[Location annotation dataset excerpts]
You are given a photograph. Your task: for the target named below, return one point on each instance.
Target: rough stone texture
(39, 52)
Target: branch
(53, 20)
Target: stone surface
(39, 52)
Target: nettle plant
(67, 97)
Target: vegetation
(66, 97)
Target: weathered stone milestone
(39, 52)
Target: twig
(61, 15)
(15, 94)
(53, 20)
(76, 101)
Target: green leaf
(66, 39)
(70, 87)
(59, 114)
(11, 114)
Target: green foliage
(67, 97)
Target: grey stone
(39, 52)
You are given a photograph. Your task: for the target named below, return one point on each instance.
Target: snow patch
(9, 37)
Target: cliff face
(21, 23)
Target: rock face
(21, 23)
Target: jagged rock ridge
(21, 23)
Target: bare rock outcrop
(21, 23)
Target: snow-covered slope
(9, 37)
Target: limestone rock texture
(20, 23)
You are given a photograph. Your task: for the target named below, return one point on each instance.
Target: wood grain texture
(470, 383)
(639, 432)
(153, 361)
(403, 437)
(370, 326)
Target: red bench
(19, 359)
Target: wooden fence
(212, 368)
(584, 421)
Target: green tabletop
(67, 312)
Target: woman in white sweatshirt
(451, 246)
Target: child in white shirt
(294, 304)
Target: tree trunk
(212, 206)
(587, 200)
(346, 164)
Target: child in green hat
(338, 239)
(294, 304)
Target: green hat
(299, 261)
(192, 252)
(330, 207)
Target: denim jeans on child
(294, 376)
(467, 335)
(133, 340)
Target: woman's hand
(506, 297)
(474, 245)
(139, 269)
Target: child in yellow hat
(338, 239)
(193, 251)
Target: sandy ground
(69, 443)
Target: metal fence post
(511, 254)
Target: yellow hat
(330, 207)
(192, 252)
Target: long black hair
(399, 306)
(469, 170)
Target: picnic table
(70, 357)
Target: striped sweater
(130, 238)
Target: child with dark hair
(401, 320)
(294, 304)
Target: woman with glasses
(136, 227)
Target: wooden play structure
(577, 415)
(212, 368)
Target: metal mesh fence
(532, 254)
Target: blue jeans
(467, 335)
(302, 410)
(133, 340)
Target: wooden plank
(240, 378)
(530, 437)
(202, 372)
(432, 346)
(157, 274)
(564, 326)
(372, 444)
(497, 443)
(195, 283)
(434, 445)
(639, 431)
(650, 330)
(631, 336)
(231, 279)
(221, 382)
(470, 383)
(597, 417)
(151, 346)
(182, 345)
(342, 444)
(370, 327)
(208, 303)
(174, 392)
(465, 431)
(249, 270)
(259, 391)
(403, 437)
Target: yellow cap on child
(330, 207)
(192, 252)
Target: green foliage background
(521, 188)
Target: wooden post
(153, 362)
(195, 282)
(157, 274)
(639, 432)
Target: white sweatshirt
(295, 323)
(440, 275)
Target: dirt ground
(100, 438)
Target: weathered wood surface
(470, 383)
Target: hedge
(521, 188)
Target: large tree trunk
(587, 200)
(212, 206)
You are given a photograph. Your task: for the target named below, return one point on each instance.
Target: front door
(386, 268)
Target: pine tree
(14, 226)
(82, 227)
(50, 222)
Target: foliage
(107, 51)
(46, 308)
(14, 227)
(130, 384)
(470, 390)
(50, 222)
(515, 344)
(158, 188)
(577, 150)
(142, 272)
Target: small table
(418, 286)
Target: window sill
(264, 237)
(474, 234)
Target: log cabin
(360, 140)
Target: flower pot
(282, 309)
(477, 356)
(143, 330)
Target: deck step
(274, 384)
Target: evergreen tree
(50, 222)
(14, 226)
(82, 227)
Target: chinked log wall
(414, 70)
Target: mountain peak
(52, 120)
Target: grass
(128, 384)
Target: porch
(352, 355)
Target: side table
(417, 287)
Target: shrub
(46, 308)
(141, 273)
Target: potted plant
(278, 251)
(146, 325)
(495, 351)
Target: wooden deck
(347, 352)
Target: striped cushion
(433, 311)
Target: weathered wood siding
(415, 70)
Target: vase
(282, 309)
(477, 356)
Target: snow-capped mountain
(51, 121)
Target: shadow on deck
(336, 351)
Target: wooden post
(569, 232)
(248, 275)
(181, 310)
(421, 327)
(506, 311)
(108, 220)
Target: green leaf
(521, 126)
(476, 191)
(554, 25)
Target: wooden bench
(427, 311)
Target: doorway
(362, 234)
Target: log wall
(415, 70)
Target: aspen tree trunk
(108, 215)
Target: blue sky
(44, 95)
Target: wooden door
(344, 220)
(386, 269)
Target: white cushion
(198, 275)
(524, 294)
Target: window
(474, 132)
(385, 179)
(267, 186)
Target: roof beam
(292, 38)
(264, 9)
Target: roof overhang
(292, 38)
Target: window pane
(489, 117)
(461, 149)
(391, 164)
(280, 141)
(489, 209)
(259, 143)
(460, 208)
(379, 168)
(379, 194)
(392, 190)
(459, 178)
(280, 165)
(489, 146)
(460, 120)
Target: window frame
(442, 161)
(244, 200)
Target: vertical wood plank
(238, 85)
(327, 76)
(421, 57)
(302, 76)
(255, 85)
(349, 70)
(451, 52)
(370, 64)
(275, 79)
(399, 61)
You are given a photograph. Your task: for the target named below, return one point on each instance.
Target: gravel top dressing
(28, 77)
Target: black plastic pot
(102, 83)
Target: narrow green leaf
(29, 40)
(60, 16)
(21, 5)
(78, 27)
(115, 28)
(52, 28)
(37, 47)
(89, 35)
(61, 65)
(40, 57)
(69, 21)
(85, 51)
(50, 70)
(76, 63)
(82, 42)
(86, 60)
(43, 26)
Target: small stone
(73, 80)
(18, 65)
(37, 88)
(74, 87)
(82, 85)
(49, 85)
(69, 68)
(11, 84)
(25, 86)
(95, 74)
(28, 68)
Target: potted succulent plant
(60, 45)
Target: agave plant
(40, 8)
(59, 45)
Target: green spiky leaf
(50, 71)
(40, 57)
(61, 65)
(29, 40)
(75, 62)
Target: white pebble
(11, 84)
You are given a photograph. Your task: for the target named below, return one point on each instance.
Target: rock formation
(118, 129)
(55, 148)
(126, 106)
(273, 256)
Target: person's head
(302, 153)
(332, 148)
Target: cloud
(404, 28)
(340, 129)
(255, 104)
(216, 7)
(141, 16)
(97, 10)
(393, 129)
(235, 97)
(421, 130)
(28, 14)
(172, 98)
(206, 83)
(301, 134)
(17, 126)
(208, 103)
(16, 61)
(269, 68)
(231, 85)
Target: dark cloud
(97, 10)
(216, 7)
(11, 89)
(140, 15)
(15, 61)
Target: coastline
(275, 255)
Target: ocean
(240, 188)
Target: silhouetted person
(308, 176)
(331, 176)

### Exercise aim
Find "Target: narrow green leaf" in the data above, then repeat that line and all lines after it exactly, ending with the final line.

### Expected answer
Target: narrow green leaf
(29, 40)
(60, 16)
(21, 5)
(78, 27)
(115, 28)
(52, 28)
(37, 47)
(89, 35)
(61, 65)
(40, 57)
(69, 21)
(85, 51)
(50, 70)
(76, 63)
(82, 42)
(86, 60)
(43, 26)
Target: small stone
(73, 80)
(18, 65)
(37, 88)
(74, 87)
(82, 85)
(49, 85)
(69, 68)
(11, 84)
(25, 86)
(95, 74)
(28, 68)
Target: potted succulent plant
(60, 45)
Target: agave plant
(40, 8)
(59, 45)
Target: green spiky leaf
(50, 71)
(40, 57)
(61, 65)
(29, 40)
(75, 62)
Target: white pebble
(11, 84)
You are given a photograph. Your task: for the target named below, return one point on each instance.
Target: rock formation
(118, 129)
(55, 148)
(126, 106)
(273, 256)
Target: person's head
(302, 153)
(332, 148)
Target: cloud
(404, 28)
(340, 129)
(255, 104)
(216, 7)
(141, 16)
(97, 10)
(393, 129)
(235, 97)
(421, 130)
(28, 14)
(172, 98)
(206, 83)
(301, 134)
(17, 126)
(208, 103)
(16, 61)
(269, 68)
(231, 85)
Target: dark cloud
(97, 10)
(216, 7)
(11, 89)
(140, 15)
(15, 61)
Target: coastline
(275, 255)
Target: ocean
(240, 188)
Target: silhouetted person
(308, 176)
(331, 176)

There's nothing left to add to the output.